- **Excerpt**
>> Start
I tried adding options VM86 to a 3.0 kernel from 19980711-SNAP but this
did not fix the problem.  I noticed in the LINT config that npx0 now has
an iosiz parameter that can be set to the memory size instead of MAXMEM
and that this can be set with userconfig as well.  This option does work
when I set it in the kernel config file but does not work when using
userconfig since it only takes effect on the next boot after the parameter
is recorded in the kernel -- since the machine hangs during boot it never
gets recorded -- a catch 22 scenario.  

This is all very useful for working around the problem and I thank you for
it but is not getting at the deeper issue of what is going wrong in the
first place and to determine the appropriate action to take -- either fix
FreeBSD or give useful information to IBM so they can fix their BIOS.  I'm
looking for direction and assistance in what I should be looking at to get
a handle on the deeper issue.
>> End
- **Given material**
>> Start
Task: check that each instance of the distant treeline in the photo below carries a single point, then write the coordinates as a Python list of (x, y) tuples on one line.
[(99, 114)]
>> End
- **Instruction**
Can you return the FreeBSD boot-hang message above in full, word for word?

- **The reply**
I tried adding options VM86 to a 3.0 kernel from 19980711-SNAP but this
did not fix the problem.  I noticed in the LINT config that npx0 now has
an iosiz parameter that can be set to the memory size instead of MAXMEM
and that this can be set with userconfig as well.  This option does work
when I set it in the kernel config file but does not work when using
userconfig since it only takes effect on the next boot after the parameter
is recorded in the kernel -- since the machine hangs during boot it never
gets recorded -- a catch 22 scenario.  

This is all very useful for working around the problem and I thank you for
it but is not getting at the deeper issue of what is going wrong in the
first place and to determine the appropriate action to take -- either fix
FreeBSD or give useful information to IBM so they can fix their BIOS.  I'm
looking for direction and assistance in what I should be looking at to get
a handle on the deeper issue.